Task statement:
For the word "below", count the lines of the records that hold it, and give only that number.

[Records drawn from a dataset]

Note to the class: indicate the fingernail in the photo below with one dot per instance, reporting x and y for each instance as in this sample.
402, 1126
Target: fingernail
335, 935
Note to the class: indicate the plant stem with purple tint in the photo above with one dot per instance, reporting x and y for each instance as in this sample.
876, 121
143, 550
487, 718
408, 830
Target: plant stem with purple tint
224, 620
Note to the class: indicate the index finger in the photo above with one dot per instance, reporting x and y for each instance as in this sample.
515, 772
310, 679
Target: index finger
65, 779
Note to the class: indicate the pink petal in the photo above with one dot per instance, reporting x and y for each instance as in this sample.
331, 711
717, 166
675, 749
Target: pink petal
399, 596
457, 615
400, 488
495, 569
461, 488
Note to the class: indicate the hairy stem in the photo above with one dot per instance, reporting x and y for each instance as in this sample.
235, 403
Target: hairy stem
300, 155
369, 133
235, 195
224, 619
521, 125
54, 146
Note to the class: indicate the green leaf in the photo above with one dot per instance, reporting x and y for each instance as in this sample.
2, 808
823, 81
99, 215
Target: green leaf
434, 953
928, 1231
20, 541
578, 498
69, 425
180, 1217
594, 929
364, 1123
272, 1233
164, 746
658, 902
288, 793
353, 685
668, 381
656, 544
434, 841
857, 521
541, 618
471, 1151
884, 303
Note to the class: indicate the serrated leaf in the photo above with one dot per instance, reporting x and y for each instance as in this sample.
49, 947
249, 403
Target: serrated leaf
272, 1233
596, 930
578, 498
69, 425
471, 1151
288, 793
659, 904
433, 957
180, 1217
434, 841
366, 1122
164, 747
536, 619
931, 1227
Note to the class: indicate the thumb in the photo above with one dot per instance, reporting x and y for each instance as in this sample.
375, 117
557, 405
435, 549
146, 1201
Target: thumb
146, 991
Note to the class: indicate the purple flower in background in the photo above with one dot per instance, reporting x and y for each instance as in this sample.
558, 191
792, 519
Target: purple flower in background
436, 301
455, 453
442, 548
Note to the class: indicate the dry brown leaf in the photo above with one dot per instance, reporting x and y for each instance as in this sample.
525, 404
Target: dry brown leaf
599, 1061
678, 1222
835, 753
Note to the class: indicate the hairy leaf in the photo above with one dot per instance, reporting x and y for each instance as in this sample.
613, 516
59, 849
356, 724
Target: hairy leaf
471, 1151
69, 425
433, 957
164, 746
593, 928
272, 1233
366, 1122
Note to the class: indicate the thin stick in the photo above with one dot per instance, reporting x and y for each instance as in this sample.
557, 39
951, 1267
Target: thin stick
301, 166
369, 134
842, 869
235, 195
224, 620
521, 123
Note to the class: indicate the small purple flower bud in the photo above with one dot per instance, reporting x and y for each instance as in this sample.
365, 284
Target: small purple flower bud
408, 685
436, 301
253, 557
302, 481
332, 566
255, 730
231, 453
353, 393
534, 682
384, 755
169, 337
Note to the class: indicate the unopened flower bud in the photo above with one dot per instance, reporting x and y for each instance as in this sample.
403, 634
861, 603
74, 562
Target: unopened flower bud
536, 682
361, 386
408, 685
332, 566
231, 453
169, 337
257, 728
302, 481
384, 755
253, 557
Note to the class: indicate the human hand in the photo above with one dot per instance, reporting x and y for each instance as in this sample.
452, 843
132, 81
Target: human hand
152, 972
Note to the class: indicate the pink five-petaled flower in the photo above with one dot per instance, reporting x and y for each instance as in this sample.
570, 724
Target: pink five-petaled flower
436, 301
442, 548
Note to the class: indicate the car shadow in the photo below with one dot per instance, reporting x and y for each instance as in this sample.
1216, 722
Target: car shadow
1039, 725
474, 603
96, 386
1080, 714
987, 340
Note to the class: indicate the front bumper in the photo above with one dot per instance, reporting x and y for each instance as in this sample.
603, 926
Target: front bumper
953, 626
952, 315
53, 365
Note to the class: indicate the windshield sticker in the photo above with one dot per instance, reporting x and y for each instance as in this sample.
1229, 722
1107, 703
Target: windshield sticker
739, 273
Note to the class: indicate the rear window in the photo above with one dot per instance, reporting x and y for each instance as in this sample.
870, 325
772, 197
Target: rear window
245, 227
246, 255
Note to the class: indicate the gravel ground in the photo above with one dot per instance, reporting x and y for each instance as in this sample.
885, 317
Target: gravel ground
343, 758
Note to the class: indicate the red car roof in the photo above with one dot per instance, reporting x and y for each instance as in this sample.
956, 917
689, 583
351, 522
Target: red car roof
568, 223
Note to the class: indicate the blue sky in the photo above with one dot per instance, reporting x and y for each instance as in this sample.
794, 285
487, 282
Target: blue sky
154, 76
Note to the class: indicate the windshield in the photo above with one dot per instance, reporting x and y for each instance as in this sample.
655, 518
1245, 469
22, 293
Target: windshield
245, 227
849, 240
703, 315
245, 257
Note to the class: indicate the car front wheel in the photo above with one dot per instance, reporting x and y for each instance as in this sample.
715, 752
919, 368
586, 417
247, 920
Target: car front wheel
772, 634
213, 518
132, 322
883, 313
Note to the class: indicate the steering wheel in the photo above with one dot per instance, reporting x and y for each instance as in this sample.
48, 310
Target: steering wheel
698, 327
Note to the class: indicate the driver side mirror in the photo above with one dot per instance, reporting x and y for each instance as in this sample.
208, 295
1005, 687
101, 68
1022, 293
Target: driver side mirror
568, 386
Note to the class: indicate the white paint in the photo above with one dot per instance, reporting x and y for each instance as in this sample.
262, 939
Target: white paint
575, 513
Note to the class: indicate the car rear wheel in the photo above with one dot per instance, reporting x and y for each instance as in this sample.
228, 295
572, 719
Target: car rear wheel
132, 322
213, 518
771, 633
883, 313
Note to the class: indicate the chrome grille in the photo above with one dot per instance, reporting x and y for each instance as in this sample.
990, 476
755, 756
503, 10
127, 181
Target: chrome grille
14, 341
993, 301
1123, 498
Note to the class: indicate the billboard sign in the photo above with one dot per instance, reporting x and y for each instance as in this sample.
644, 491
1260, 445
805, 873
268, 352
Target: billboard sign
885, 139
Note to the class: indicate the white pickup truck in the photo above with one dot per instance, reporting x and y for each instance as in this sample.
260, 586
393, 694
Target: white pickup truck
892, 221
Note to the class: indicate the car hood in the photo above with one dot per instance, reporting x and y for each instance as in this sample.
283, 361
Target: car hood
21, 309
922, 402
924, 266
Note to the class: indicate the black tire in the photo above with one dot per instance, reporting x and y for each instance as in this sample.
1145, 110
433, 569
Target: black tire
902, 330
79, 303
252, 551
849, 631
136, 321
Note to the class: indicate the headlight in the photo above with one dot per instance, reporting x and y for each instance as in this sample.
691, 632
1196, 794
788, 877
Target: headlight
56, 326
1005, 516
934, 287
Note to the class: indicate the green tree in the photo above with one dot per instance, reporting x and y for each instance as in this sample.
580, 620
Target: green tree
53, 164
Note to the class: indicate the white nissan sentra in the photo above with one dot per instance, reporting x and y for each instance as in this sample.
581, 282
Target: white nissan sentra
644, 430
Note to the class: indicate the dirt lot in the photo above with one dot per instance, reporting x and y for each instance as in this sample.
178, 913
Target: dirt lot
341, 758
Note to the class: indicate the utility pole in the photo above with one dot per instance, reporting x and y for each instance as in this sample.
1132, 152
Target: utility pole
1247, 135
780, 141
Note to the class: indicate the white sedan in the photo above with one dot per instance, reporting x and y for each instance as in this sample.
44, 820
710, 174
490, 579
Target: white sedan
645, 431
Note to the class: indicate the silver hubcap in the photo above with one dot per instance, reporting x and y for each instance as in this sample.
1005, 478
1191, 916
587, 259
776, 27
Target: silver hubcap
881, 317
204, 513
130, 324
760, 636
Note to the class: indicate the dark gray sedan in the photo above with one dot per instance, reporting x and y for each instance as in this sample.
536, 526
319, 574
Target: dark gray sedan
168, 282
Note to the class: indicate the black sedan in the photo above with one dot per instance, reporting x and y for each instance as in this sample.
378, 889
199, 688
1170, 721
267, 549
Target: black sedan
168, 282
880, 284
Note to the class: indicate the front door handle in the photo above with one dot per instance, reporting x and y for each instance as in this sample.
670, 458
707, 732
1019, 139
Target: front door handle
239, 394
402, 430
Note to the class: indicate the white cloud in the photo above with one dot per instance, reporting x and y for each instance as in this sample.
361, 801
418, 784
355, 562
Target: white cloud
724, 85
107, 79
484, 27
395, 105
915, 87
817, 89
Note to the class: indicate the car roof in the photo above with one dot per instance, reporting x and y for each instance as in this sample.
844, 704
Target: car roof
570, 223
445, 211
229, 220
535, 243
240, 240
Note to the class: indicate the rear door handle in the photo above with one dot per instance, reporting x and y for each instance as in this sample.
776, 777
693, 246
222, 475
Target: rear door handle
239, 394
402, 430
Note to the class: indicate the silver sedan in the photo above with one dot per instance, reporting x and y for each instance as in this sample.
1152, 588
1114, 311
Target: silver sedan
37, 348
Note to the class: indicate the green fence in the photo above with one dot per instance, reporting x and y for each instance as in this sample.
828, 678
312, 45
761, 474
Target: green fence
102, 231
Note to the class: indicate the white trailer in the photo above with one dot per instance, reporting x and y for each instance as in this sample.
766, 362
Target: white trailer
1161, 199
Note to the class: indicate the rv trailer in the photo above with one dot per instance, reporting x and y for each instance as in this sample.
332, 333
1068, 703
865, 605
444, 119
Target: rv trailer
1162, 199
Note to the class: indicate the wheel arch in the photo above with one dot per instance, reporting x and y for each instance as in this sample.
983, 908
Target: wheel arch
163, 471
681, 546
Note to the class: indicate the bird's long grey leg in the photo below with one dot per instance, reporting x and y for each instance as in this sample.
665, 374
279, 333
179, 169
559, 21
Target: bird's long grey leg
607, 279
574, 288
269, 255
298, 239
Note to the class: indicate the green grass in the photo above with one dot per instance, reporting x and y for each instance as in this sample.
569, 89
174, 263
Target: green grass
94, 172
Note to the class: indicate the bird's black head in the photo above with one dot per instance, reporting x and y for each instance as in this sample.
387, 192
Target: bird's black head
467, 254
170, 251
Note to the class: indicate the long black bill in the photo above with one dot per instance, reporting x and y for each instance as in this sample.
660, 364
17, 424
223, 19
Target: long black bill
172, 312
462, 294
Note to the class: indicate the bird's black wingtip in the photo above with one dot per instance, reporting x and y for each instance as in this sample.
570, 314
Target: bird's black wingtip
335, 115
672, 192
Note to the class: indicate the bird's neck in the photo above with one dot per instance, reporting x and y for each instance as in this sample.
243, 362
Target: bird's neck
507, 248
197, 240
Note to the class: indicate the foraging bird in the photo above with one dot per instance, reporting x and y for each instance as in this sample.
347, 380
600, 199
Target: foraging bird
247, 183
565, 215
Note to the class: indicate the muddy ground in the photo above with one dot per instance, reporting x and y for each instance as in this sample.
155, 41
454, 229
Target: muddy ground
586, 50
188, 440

Finished exercise:
3